Parent- teacher conferences are quickly approaching this fall semester, and it’s time to organize student data and classwork to share with the parents. I enjoy conferencing with parents as it provides me with quality time to spend with the number one experts in my students’ lives. Although I ensure that I meet with every single parent/guardian of my students during conferences, I feel that teachers should be given more time for that 2-way communication throughout the school year. Communication is a vital aspect of the teaching profession, but it has become an invisible component of the success of a teacher.
Communication with parents is so important to the success of our students. I love the saying, “Together we can make a difference.” The most powerful message to students that we care and hold high expectations for them is through the positive teamwork of teachers and parents. But, it’s the 21st Century; although the century of communication and collaboration, it’s also the century of working parents, daycare, and inconsistent family routines. How often do you work tirelessly on an informative, interesting parent newsletter about the current and upcoming events in your classroom, just to receive a note later in the week, asking for information about what you just wrote about?? How often do you find a year’s worth of newsletters stuffed in a student’s backpack??

Exercise directions:
Reproduce verbatim the passage on parent-teacher communication from "Communication with parents" up to and including "a student’s backpack??".

Data listing:
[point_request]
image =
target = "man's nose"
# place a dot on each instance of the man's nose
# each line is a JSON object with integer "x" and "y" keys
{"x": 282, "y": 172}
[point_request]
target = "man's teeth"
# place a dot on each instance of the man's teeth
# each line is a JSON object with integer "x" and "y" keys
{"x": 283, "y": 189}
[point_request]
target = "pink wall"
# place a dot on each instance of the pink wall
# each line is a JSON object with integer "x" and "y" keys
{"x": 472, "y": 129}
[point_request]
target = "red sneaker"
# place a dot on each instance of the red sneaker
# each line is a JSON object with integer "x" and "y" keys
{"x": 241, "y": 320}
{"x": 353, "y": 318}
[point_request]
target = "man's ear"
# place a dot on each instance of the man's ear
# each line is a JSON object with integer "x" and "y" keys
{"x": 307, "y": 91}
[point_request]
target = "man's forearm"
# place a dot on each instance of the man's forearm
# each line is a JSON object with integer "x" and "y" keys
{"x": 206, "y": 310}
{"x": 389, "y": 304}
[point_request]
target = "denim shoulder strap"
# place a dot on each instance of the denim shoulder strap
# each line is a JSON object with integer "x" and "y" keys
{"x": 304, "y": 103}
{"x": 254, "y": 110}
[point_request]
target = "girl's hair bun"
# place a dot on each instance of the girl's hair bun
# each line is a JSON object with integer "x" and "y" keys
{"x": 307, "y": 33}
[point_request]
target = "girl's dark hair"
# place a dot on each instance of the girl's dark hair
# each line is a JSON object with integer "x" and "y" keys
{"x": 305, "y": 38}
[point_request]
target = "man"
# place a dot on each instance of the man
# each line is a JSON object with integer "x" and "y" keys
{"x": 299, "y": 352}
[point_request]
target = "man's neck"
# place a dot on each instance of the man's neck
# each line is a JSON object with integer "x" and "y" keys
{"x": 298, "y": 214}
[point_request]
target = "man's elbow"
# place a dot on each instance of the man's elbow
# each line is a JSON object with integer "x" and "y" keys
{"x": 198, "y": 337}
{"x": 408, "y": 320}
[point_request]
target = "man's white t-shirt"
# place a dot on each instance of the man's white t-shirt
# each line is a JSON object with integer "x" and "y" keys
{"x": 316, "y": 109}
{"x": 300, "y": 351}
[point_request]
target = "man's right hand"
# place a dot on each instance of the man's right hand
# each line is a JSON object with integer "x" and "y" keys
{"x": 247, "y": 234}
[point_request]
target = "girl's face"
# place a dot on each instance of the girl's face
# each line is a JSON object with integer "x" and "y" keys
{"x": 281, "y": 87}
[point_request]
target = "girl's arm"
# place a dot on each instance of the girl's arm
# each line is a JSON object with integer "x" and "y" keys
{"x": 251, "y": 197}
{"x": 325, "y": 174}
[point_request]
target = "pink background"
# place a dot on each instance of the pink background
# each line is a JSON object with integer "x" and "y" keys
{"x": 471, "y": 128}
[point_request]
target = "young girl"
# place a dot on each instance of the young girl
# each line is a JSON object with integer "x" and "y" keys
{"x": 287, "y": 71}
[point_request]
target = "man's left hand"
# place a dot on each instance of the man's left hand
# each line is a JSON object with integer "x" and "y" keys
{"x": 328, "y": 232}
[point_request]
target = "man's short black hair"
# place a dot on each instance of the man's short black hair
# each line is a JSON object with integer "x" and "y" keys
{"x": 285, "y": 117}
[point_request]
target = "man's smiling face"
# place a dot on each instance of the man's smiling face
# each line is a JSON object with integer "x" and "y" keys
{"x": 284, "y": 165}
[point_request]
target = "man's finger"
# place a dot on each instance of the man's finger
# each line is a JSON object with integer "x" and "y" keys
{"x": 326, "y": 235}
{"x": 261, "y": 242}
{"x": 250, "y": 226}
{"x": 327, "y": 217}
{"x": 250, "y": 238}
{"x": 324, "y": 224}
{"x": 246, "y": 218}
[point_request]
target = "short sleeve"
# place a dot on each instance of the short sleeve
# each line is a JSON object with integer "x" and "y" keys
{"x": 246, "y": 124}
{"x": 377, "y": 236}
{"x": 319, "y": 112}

Final answer:
Communication with parents is so important to the success of our students. I love the saying, “Together we can make a difference.” The most powerful message to students that we care and hold high expectations for them is through the positive teamwork of teachers and parents. But, it’s the 21st Century; although the century of communication and collaboration, it’s also the century of working parents, daycare, and inconsistent family routines. How often do you work tirelessly on an informative, interesting parent newsletter about the current and upcoming events in your classroom, just to receive a note later in the week, asking for information about what you just wrote about?? How often do you find a year’s worth of newsletters stuffed in a student’s backpack??